**YOUR INSTRUCTIONS**
What do the lines say from the one containing "In the photo above, where can the woman with" to the end of the records? Restate them word for word, and only those.

════════════════

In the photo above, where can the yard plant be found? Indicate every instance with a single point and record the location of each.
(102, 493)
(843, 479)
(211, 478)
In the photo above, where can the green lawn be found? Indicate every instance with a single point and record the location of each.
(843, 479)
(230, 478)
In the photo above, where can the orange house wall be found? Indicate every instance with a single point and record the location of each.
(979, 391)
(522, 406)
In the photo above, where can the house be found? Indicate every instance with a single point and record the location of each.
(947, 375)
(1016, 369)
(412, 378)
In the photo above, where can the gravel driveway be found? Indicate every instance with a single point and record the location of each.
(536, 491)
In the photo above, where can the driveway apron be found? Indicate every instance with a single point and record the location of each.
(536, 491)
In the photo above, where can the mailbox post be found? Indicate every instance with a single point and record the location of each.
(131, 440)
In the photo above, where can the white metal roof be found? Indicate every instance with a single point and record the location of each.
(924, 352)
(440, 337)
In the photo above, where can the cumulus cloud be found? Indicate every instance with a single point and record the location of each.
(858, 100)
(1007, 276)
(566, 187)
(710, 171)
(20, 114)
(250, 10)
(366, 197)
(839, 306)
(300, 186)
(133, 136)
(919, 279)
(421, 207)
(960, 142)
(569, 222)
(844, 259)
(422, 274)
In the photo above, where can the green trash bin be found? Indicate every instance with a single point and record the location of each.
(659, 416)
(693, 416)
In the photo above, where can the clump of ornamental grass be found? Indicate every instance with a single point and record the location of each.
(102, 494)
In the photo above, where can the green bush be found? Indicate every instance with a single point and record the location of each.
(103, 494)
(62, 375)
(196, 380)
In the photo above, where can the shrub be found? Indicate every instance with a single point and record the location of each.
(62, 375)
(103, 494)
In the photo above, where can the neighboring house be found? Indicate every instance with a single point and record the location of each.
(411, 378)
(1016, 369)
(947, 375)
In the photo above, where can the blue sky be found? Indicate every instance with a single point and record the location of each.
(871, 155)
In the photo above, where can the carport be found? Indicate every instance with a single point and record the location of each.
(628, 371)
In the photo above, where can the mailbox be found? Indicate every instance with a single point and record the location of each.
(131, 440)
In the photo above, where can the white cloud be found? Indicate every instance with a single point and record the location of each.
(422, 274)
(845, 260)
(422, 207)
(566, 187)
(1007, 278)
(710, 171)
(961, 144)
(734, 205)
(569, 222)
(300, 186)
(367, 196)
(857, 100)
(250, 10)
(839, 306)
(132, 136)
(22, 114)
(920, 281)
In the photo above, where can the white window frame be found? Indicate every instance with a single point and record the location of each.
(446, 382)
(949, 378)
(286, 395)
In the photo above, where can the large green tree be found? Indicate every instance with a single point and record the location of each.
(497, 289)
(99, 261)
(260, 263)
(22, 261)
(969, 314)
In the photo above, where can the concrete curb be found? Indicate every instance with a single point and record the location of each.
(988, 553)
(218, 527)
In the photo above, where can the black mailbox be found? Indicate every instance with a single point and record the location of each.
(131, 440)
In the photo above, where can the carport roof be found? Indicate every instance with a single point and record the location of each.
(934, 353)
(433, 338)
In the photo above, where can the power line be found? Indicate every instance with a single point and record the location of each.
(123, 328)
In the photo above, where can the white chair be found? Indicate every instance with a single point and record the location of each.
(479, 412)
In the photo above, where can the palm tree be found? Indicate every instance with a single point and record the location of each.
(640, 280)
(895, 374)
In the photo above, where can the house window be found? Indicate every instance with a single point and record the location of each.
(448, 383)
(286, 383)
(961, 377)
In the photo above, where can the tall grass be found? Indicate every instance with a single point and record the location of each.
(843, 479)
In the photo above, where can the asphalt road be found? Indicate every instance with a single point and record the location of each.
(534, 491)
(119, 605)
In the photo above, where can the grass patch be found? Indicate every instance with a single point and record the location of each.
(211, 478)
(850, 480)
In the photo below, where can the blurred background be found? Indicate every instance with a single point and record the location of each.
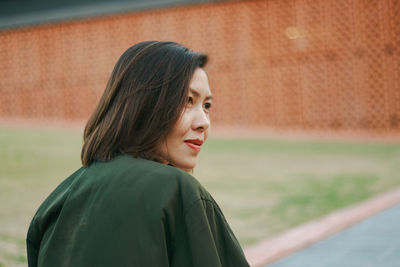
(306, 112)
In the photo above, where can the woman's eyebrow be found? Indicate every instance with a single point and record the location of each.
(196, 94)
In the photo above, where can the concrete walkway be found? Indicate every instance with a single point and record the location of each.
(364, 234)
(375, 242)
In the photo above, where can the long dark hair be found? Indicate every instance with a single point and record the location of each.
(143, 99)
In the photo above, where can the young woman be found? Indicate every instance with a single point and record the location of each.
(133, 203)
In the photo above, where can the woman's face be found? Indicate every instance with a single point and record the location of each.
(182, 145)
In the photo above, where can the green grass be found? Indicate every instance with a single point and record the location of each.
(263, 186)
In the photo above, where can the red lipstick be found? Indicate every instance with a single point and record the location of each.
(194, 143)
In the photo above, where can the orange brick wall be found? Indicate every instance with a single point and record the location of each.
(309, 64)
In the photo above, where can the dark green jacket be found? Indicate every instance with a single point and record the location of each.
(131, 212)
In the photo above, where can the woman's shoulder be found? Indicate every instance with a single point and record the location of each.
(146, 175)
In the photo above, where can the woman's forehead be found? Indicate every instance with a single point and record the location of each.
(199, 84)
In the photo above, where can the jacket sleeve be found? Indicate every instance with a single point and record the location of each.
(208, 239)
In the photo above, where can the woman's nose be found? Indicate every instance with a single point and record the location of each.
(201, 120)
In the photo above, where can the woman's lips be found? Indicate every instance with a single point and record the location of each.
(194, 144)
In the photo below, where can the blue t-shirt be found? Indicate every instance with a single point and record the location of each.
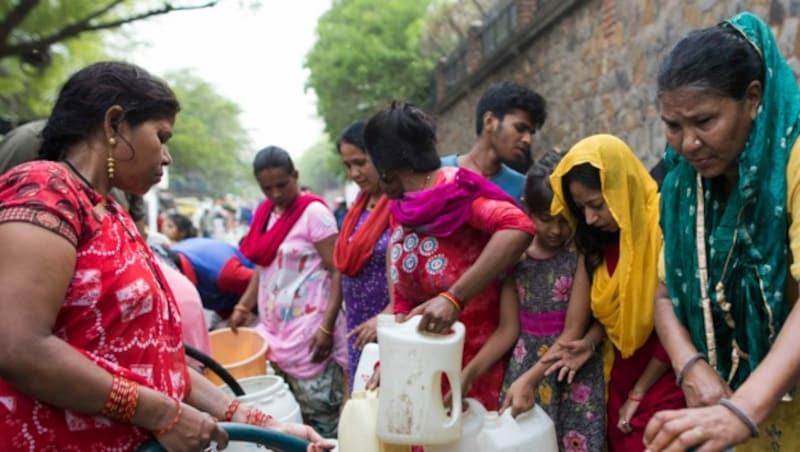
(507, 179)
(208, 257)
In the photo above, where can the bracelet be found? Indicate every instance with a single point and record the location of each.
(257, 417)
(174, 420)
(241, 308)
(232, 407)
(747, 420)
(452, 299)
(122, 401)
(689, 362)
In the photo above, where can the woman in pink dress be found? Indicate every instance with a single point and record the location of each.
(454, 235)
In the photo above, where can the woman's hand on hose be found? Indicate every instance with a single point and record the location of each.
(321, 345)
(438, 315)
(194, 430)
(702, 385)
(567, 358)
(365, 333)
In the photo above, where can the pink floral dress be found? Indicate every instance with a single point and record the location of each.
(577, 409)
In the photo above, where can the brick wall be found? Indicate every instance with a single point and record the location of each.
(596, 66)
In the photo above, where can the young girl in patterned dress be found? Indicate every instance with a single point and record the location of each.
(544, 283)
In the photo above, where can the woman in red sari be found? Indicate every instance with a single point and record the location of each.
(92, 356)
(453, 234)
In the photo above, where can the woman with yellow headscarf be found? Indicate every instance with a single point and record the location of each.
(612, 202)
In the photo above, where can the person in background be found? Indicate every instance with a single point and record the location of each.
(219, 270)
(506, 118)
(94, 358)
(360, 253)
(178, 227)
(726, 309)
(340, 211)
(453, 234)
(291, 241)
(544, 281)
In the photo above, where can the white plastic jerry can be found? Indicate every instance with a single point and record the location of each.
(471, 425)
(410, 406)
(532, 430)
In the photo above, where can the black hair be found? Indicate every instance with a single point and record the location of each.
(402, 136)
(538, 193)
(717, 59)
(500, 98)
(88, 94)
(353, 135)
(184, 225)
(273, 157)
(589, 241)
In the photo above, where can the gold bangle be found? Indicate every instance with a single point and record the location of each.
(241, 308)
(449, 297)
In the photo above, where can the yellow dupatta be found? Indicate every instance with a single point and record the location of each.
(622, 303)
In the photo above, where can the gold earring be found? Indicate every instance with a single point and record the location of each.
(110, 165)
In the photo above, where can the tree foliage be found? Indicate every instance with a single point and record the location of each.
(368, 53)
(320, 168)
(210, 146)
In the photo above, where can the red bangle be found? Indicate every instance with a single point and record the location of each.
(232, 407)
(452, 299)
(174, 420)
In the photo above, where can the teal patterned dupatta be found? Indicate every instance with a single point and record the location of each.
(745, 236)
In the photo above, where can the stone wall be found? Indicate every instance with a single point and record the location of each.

════════════════

**RESPONSE BELOW**
In the photo above, where can the woman with yellow headscarf be found? Indicate every instance with a single point and record the location of each.
(612, 202)
In the photo above, where can the person in background be found? Indicate every instance with a single point and record the location of each.
(219, 270)
(506, 118)
(94, 358)
(360, 253)
(178, 227)
(726, 309)
(340, 211)
(453, 234)
(291, 241)
(544, 281)
In the photo above, where can the white plastic jerry can be found? Indicate every instance with a single point and record the location of each.
(471, 425)
(410, 406)
(532, 430)
In the photo above, where can the black hair be found? Indicate every instance with a single point and record the location of each.
(402, 136)
(538, 193)
(717, 59)
(500, 98)
(88, 94)
(353, 135)
(184, 225)
(273, 157)
(589, 241)
In the photo above, where can the gold bangle be found? Indicate every instance with a single point and record the location of each.
(241, 308)
(449, 297)
In the photo above, where can the yellow dupatta be found? Indicate every instance with a single point and record the location of each.
(622, 303)
In the photo above, where can the gold earring be found? Indicate every instance with a single point and record the location of each.
(110, 165)
In the photo above, where can the tree foliage be found? Indicate every instance with a single point and record the location of each.
(368, 53)
(320, 168)
(210, 146)
In the photo above, where can the red bangle be found? Indicate every instance with a single point and record the location of each.
(232, 407)
(452, 299)
(174, 420)
In the photo above, where can the teal patterned dupatta be found? Indicate every instance with a single point and record the location of each.
(745, 236)
In the photo above, where can the stone wall be found? Indicate every instance with a single point and record the location of each.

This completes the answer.